━━━━━ Source data ━━━━━

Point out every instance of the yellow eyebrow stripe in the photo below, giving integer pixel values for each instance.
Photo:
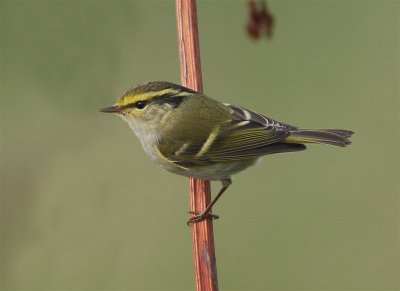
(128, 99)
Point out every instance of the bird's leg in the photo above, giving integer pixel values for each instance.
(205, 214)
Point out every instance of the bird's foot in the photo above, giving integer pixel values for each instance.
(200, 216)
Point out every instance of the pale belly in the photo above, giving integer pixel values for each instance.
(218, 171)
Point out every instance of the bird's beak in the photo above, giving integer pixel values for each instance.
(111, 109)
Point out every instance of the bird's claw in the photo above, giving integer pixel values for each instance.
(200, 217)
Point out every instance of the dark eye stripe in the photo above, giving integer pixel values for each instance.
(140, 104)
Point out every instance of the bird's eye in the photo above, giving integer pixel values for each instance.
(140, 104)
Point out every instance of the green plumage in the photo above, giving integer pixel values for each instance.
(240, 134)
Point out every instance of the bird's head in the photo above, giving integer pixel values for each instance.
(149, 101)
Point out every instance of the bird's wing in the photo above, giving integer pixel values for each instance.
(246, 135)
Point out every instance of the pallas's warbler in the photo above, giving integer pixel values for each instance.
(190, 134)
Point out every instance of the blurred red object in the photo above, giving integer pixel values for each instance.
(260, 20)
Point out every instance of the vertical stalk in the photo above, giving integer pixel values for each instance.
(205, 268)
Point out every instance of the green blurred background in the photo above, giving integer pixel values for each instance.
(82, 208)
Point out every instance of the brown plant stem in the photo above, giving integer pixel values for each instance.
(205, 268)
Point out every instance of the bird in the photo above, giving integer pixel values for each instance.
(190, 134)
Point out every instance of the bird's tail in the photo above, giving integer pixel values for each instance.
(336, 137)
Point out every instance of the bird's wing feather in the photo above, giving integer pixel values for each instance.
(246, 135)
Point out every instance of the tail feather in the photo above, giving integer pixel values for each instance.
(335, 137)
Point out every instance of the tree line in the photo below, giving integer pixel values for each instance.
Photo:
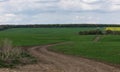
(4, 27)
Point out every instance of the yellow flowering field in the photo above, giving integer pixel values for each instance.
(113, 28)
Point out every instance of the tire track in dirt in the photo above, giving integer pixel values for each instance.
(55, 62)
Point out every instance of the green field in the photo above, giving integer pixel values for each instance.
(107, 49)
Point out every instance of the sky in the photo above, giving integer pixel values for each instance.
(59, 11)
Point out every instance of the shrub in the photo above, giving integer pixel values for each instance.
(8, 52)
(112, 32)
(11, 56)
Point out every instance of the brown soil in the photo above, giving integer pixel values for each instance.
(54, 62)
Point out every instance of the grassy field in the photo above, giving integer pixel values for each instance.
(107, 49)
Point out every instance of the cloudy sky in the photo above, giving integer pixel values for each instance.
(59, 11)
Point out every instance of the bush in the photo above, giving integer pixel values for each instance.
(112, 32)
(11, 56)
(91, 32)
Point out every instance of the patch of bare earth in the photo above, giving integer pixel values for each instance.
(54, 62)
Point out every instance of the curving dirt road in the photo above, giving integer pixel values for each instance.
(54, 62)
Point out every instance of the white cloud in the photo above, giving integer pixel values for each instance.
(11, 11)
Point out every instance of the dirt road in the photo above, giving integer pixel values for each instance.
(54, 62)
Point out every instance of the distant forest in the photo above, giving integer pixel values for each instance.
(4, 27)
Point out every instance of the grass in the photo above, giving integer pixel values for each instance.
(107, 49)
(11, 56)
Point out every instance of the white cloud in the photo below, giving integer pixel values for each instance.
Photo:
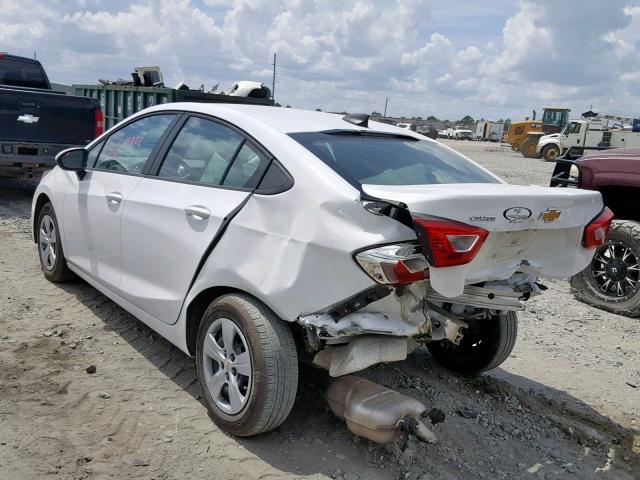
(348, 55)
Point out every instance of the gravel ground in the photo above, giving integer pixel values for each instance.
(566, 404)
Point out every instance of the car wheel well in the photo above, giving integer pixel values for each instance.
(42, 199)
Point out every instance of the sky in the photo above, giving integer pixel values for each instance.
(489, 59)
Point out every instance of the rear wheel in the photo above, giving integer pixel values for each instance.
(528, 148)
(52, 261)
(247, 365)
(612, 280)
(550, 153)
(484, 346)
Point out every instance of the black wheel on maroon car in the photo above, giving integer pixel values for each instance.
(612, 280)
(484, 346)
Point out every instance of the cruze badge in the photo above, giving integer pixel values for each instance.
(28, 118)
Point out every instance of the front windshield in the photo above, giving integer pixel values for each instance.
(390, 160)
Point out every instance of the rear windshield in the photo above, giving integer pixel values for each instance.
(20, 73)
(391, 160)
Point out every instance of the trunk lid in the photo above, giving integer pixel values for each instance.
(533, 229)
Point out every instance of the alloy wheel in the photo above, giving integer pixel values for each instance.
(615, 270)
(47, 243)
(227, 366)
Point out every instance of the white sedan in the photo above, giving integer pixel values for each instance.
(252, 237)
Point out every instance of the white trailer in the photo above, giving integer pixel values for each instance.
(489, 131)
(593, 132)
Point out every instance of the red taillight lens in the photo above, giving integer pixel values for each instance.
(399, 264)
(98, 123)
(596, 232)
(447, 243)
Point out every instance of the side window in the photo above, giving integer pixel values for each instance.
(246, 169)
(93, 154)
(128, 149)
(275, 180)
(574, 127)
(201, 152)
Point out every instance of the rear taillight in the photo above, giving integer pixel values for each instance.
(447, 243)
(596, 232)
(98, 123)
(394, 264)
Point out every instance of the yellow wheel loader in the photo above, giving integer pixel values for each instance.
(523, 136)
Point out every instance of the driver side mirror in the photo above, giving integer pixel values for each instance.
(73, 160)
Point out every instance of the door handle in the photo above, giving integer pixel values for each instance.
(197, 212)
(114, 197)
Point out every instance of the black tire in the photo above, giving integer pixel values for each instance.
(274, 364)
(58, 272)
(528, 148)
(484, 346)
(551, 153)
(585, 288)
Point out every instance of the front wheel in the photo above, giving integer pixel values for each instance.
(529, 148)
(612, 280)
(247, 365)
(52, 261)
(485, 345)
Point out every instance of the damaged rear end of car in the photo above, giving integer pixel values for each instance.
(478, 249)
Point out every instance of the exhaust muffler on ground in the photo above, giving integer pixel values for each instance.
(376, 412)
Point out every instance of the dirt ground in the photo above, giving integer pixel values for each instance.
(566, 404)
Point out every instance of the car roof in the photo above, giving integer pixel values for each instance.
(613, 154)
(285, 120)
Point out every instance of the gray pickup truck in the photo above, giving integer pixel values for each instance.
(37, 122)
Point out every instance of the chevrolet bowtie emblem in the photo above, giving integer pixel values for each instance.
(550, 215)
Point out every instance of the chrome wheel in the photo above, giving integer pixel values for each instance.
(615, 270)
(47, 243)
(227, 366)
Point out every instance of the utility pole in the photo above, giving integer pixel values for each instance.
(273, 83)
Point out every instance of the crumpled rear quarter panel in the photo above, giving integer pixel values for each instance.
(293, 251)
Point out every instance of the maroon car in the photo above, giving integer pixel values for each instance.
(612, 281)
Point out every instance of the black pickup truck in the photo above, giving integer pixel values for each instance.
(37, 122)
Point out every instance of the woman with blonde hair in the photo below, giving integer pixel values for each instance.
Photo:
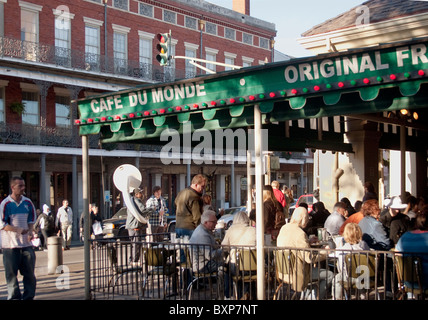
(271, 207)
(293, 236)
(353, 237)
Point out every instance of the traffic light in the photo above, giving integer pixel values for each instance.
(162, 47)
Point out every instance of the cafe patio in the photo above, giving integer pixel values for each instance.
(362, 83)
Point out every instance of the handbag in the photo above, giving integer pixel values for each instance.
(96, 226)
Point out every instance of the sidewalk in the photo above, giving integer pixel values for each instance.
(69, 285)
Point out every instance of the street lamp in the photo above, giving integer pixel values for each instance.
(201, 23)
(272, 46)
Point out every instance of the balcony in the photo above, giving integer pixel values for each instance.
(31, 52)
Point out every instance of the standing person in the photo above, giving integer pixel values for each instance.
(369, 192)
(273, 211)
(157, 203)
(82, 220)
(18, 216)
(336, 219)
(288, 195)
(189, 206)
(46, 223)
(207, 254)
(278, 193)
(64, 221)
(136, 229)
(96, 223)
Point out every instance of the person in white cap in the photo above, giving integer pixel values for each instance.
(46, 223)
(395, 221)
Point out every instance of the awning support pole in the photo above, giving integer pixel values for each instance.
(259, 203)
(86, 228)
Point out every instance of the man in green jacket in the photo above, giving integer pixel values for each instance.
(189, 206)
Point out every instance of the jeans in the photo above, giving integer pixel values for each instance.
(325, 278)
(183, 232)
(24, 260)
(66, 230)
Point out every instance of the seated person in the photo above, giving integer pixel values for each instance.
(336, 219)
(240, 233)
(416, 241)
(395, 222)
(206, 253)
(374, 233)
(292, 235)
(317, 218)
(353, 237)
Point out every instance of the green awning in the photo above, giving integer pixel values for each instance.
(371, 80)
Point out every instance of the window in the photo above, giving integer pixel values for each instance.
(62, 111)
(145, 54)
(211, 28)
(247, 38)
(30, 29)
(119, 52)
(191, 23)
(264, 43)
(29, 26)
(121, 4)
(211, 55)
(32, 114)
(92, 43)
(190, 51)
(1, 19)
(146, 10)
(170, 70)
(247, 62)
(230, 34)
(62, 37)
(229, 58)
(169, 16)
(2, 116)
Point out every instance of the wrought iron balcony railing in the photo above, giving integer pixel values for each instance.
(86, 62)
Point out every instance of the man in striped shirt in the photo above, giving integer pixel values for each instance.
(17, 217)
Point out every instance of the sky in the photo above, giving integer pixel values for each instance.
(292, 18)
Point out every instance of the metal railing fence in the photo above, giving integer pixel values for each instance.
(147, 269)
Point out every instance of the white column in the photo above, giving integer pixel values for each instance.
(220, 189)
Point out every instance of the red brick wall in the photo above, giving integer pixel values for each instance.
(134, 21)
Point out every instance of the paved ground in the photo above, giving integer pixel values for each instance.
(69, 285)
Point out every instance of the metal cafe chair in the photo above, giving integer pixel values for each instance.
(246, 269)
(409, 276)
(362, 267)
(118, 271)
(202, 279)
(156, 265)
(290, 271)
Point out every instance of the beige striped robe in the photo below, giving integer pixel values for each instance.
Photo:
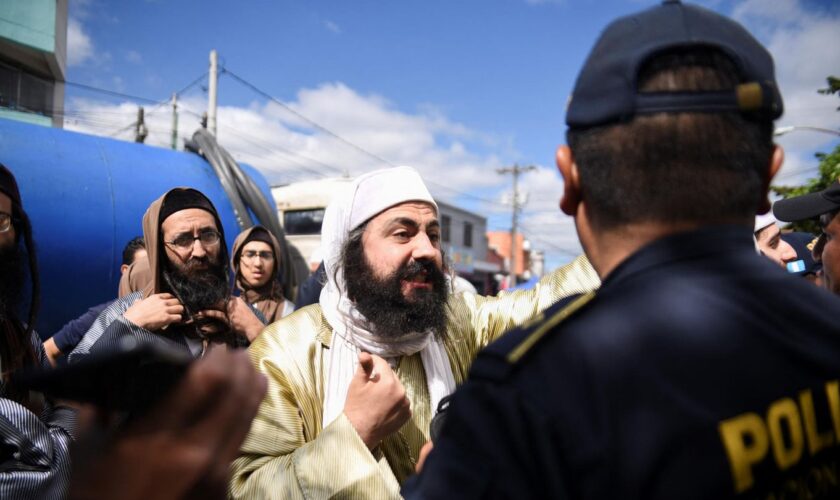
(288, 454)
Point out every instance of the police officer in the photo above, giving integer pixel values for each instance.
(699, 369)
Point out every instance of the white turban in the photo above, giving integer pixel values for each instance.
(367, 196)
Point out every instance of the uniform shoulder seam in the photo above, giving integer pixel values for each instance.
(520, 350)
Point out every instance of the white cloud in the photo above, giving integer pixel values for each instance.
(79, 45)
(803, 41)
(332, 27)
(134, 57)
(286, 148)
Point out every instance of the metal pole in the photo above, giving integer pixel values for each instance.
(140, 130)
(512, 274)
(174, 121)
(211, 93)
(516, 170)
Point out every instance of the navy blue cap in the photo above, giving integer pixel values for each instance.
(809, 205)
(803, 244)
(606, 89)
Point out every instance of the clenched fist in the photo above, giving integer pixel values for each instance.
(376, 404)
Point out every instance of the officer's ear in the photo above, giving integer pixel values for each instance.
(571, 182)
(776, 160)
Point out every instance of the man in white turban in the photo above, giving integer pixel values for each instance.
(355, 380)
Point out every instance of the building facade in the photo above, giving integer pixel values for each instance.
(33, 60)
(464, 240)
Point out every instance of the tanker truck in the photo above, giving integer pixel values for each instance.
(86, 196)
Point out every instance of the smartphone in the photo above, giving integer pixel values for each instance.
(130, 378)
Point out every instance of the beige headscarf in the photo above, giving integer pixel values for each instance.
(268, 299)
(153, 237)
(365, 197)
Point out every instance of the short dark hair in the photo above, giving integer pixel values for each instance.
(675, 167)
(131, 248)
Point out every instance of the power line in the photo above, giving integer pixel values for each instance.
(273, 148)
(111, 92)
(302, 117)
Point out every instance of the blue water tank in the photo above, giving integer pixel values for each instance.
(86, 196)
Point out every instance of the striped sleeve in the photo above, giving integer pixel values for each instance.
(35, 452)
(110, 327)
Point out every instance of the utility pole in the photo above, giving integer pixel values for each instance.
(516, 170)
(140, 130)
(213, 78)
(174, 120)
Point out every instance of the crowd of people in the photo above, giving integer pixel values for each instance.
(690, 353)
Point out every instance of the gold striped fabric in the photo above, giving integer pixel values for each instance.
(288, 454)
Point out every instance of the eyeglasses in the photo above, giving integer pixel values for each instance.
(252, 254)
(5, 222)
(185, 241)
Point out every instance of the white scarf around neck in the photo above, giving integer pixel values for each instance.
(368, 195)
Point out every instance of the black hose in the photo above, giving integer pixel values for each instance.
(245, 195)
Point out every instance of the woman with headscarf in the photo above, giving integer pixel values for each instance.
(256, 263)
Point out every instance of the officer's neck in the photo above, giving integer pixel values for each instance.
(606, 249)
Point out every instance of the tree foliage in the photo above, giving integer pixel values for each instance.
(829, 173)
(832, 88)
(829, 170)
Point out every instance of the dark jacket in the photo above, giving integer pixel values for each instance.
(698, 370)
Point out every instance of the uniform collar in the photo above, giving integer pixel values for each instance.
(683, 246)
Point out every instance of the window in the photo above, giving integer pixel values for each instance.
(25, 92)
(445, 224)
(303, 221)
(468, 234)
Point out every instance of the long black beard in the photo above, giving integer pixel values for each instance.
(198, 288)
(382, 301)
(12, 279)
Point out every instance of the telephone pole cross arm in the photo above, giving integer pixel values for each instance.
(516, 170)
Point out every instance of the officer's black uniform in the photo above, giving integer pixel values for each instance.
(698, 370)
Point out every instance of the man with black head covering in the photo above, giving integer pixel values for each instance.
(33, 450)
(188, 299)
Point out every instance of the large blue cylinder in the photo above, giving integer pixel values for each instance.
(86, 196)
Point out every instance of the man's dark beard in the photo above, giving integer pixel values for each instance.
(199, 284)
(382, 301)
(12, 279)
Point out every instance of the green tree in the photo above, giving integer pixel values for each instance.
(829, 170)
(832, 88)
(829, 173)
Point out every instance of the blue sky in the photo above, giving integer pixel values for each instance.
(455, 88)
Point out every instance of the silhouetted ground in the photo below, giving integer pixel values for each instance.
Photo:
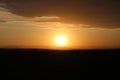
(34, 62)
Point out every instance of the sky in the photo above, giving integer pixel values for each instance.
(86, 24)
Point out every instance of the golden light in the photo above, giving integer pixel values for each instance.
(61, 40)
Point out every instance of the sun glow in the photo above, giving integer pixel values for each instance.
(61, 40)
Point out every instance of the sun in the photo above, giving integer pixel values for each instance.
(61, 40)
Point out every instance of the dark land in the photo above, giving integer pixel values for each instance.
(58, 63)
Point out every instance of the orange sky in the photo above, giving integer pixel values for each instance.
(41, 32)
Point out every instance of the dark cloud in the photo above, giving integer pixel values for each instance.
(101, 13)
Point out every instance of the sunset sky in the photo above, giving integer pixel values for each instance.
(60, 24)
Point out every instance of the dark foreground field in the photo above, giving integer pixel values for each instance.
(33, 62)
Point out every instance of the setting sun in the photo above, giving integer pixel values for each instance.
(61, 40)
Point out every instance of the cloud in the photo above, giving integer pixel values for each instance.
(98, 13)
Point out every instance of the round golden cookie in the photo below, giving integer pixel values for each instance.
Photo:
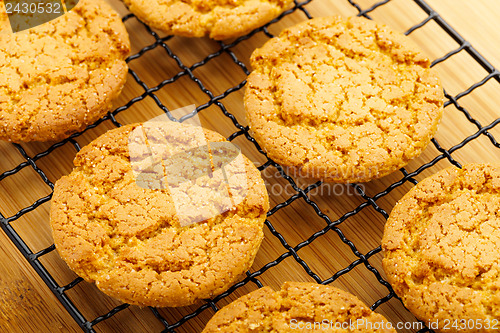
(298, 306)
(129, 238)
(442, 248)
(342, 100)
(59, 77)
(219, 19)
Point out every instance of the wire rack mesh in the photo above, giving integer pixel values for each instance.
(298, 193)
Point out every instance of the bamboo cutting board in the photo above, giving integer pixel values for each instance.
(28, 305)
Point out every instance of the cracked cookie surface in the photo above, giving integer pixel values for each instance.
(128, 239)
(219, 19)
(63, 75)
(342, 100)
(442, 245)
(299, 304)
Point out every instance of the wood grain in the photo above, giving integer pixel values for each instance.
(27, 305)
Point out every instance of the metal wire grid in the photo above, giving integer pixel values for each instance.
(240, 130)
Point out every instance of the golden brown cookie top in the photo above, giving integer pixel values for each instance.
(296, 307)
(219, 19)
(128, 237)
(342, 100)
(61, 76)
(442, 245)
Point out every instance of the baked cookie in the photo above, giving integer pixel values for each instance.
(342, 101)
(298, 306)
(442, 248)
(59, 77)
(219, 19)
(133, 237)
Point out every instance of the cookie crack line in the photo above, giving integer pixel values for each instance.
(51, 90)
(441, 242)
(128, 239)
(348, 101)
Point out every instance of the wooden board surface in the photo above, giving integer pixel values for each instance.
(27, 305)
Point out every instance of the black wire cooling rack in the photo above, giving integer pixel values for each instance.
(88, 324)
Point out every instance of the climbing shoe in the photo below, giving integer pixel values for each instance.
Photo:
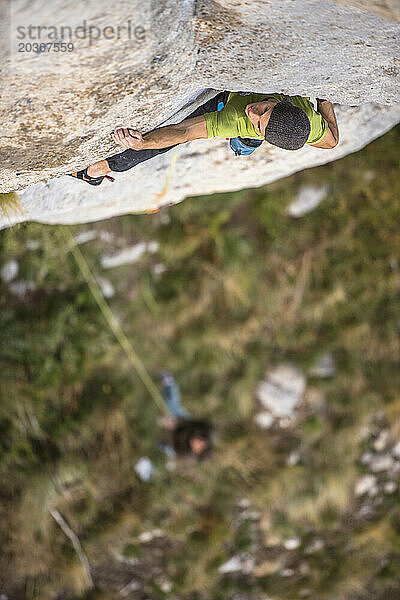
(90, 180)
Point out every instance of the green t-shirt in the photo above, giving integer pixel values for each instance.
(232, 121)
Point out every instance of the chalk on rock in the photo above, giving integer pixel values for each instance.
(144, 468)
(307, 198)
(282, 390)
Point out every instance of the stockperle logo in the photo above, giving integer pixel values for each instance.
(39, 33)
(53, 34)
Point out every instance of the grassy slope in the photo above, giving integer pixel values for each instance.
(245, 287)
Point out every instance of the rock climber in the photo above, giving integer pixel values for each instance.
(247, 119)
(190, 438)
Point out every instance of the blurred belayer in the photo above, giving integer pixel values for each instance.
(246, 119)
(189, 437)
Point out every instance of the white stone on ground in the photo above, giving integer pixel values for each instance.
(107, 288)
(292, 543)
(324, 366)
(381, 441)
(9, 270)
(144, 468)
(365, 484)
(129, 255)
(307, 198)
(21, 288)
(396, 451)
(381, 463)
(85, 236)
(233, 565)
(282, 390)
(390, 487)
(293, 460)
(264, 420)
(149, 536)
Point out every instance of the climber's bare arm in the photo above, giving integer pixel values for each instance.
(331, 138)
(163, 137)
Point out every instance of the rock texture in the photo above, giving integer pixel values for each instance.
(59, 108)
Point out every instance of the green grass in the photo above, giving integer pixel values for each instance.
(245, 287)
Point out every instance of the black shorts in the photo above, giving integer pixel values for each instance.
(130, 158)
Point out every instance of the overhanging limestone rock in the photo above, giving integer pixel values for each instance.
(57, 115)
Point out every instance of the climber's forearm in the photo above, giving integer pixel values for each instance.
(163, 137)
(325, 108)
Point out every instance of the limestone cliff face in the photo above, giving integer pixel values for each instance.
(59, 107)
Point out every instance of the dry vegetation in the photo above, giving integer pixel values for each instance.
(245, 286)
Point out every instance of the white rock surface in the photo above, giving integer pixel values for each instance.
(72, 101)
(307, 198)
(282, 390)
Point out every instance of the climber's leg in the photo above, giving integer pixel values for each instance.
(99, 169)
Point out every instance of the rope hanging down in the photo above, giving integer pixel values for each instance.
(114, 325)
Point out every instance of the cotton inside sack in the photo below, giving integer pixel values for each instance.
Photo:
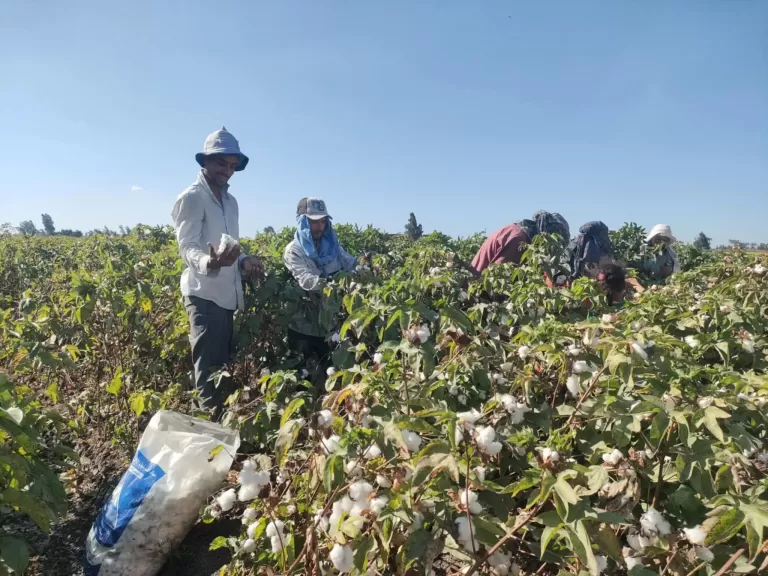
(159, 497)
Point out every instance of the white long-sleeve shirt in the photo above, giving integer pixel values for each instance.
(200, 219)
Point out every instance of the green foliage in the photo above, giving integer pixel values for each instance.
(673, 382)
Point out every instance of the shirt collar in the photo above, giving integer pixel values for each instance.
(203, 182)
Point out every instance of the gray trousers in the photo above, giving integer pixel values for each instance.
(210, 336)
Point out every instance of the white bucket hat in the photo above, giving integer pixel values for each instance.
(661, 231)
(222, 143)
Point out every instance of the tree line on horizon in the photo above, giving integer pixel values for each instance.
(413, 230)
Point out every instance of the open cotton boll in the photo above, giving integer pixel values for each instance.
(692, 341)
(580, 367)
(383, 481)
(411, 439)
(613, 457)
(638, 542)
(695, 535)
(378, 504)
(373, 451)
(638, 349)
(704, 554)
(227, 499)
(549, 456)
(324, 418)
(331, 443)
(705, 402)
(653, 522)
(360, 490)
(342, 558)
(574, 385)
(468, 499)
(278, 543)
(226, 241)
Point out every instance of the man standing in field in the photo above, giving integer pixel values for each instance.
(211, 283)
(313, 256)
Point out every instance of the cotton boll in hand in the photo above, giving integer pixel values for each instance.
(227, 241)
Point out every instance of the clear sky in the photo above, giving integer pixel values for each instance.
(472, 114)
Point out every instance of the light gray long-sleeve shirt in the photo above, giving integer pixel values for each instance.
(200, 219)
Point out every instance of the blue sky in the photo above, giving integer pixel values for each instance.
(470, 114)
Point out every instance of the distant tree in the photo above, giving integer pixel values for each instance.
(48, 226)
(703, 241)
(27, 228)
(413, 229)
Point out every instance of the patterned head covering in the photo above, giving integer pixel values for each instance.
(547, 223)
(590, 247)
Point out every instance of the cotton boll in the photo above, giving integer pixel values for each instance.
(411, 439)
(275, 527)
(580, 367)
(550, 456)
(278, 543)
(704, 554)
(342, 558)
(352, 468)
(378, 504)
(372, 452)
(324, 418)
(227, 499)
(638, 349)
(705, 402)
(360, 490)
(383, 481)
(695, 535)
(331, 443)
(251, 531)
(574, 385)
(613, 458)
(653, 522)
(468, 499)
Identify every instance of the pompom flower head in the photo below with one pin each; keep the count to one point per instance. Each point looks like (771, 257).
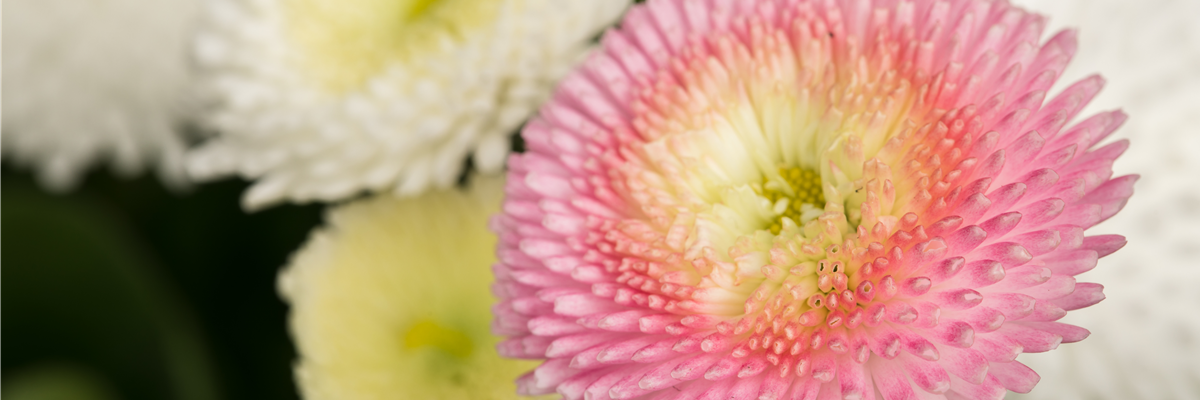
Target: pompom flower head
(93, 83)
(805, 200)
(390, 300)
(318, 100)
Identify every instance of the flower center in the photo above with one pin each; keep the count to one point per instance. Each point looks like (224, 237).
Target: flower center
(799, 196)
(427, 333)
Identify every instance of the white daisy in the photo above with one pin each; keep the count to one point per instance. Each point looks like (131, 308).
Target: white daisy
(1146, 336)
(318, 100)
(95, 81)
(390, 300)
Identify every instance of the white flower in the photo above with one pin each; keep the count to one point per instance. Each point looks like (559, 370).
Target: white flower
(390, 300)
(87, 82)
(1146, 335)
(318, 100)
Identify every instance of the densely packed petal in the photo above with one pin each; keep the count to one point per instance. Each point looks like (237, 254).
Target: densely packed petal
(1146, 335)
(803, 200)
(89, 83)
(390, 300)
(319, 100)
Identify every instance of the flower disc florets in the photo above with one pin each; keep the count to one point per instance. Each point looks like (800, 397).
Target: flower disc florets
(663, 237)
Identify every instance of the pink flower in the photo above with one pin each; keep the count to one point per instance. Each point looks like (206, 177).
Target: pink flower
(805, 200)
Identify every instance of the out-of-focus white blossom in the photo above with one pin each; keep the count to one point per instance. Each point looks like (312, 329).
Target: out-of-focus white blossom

━━━━━

__The problem__.
Respond with one number, the count of lines of the material that include "blossom".

__Exercise result__.
2